◆ **Goal of the exercise**
Write the next part of the market report on the dollar's pre-Thanksgiving slide against the euro, starting right after its final sentence.

The U.S. dollar did it again — falling to a multi-month low versus the euro on Wednesday, pushing a closely followed gauge of the U.S. currency’s strength against major rivals back toward its 2020 low and reinforcing one analyst’s reminder not to sleep on the currency market in the run-up to Thanksgiving.

The euro

 was up 0.2% at $1.1922, pushing above the $1.19 level for the first time since early September, according to FactSet. The ICE U.S. Dollar Index
a measure of the U.S. currency against a basket of six major rivals, was down 0.2% at 91.99, after trading as low as 91.93 — not far off the more-than-two-year low of 91.75 set on Sept. 1. The euro is the largest-weighted component of the DXY.

The euro’s pre-Thanksgiving move, while not huge in absolute terms, continued a pattern that’s seen major currencies score milestones versus the dollar around the holiday, noted Kathy Lien, managing director of FX strategy at BK Asset Management, in a note late Tuesday.

◆ **Information given**

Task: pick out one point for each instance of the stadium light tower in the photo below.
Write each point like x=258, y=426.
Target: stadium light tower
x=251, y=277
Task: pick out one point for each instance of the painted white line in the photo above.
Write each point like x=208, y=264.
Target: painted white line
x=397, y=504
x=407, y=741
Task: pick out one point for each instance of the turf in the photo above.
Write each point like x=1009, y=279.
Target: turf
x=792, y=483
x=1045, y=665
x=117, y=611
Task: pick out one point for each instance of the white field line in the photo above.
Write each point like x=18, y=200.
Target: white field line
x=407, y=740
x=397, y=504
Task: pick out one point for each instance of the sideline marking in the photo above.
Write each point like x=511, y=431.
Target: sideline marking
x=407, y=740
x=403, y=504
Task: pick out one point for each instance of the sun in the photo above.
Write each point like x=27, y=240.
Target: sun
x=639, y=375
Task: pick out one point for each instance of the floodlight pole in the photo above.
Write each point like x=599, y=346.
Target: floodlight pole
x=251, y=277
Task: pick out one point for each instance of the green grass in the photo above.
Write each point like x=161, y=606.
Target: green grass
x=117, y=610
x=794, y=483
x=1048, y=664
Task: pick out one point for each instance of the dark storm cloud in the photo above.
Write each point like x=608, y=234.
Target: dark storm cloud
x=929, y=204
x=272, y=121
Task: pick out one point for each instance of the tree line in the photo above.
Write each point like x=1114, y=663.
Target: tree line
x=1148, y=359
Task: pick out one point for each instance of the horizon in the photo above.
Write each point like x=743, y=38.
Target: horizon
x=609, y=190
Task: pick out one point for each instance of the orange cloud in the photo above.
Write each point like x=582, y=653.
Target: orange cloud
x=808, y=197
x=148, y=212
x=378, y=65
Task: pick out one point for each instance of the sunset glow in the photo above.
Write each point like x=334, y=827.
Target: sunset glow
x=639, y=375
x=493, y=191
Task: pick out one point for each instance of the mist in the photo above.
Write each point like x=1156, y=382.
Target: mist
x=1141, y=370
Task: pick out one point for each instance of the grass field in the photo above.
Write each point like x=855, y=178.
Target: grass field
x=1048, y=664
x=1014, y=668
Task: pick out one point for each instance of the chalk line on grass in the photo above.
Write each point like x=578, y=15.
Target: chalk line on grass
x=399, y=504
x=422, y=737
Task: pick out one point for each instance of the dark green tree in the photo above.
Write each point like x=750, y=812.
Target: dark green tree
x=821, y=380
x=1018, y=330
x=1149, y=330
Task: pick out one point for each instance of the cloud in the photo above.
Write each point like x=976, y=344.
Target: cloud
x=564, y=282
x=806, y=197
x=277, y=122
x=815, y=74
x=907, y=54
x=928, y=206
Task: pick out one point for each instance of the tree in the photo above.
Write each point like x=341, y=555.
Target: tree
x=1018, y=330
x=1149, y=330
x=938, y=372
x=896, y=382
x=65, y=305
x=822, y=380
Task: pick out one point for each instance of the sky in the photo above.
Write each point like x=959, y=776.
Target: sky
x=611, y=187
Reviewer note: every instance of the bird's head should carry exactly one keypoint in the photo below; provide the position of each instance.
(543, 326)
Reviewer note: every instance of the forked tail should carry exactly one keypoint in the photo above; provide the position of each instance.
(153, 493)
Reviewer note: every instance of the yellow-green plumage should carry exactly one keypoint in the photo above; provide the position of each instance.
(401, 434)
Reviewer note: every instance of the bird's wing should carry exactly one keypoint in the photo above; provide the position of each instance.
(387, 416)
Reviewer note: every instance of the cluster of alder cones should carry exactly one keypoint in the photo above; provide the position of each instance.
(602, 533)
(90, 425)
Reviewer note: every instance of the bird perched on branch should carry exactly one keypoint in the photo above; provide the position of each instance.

◆ **Reply to the task**
She recalled:

‘In 2019, USD/JPY hit a 6 month high the day before Thanksgiving while EUR/USD hit a 1 month low the day after Thanksgiving. There were no milestones in 2018, but in 2017 EUR/USD and GBP/USD hit a 1 month high Thanksgiving Day while USD/JPY fell to a 2 month low the day before Thanksgiving. In 2016, the EUR/USD dropped to an 11 month low the week of Thanksgiving while USD/JPY rose to a 7 month high. There was no meaningful movement in sterling that year. In 2015, EUR/USD and GBP/USD fell to a 7-month low the week of Thanksgiving as USD/JPY consolidated. In most cases, the trend that was in place immediately before the holidays continued.’

The dollar rallied as the pandemic ravaged the global economy earlier this year, triggering a global scramble for the U.S. currency that lifted the DXY to a more-than-three-year high in March. Actions by the Federal Reserve and other policy makers to relieve a global shortage and to ease monetary and fiscal policy then saw the dollar decline, with losses accelerating over the course of the year. Many analysts have argued the dollar is likely now in a longer-term downtrend.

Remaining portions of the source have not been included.